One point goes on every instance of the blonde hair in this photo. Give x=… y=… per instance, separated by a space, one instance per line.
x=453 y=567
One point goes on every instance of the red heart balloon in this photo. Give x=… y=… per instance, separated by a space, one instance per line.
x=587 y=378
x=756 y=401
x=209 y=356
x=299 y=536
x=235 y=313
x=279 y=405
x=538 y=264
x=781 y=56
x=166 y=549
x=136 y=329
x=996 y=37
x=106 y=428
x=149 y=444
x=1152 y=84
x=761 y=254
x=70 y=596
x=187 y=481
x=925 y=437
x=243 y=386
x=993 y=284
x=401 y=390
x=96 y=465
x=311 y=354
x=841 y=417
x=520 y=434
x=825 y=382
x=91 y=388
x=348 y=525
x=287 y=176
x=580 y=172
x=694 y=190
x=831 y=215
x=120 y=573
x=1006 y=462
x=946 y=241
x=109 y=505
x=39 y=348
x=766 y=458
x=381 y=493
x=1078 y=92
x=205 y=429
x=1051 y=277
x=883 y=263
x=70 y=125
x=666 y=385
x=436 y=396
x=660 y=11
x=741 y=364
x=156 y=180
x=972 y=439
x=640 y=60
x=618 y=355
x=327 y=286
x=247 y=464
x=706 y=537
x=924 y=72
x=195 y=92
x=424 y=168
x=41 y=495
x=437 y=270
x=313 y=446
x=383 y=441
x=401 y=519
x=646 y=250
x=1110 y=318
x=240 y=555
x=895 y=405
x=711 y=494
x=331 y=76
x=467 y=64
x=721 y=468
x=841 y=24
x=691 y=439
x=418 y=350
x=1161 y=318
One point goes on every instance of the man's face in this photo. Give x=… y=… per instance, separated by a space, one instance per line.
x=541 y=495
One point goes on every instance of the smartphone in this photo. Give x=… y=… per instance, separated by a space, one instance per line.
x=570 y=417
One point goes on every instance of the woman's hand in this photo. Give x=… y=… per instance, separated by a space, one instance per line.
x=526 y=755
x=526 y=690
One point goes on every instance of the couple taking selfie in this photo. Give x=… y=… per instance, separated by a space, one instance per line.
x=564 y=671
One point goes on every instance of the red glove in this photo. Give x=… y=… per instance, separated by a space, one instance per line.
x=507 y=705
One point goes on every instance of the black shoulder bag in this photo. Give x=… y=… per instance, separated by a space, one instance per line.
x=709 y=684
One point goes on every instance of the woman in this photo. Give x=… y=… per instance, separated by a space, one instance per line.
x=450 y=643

*Task statement*
Your reply should contain each entry, copied without alteration.

*Written answer*
One point goes on every instance of the blonde hair in this photo. Give x=… y=… per instance, separated by a space, one instance per line.
x=453 y=567
One point goes on every instance of the red heart balloon in this photo. Give x=… y=… per instance, separated by a space, one instance per line.
x=587 y=378
x=756 y=401
x=209 y=356
x=299 y=536
x=235 y=313
x=279 y=405
x=538 y=264
x=781 y=56
x=166 y=549
x=136 y=329
x=996 y=37
x=106 y=428
x=149 y=444
x=1152 y=84
x=761 y=254
x=70 y=596
x=187 y=481
x=925 y=437
x=243 y=386
x=993 y=284
x=401 y=390
x=96 y=465
x=311 y=354
x=841 y=417
x=520 y=434
x=825 y=382
x=91 y=388
x=348 y=525
x=287 y=176
x=580 y=172
x=694 y=190
x=831 y=215
x=120 y=573
x=1006 y=462
x=946 y=241
x=109 y=505
x=39 y=348
x=766 y=458
x=381 y=493
x=1078 y=92
x=205 y=429
x=1051 y=277
x=883 y=263
x=70 y=125
x=666 y=385
x=436 y=396
x=660 y=11
x=741 y=364
x=156 y=180
x=972 y=439
x=640 y=60
x=618 y=355
x=327 y=286
x=247 y=464
x=706 y=537
x=924 y=72
x=195 y=92
x=424 y=168
x=41 y=495
x=437 y=270
x=313 y=446
x=383 y=441
x=401 y=519
x=646 y=250
x=1110 y=318
x=240 y=555
x=895 y=405
x=711 y=494
x=331 y=76
x=467 y=64
x=721 y=468
x=841 y=24
x=691 y=439
x=418 y=350
x=1161 y=318
One point goes on every instance of the man's face in this photo. Give x=… y=… per instance, separated by a space, one instance per line.
x=541 y=495
One point goes on every instance of the smartphone in this photo. Give x=… y=… per instance, separated by a space, one instance per line.
x=570 y=417
One point goes on every instance of the woman's hand in this photo. Give x=… y=… per instance, separated by a space, one instance per line.
x=526 y=755
x=526 y=690
One point goes on every instance of the couple taking selfie in this photo. Give x=… y=… per instance, separated by a space, one instance per line.
x=564 y=671
One point goes on every instance of the red glove in this photo. Give x=… y=… per instance, separated by a space, one instance per line.
x=507 y=705
One point goes on every instance of the black shoulder bag in this photo. Give x=… y=… per instance, separated by a space, one instance per line.
x=709 y=684
One point goes on every instance of the woman in this photo. Give x=… y=… per instance, separated by a space, one instance per line.
x=450 y=643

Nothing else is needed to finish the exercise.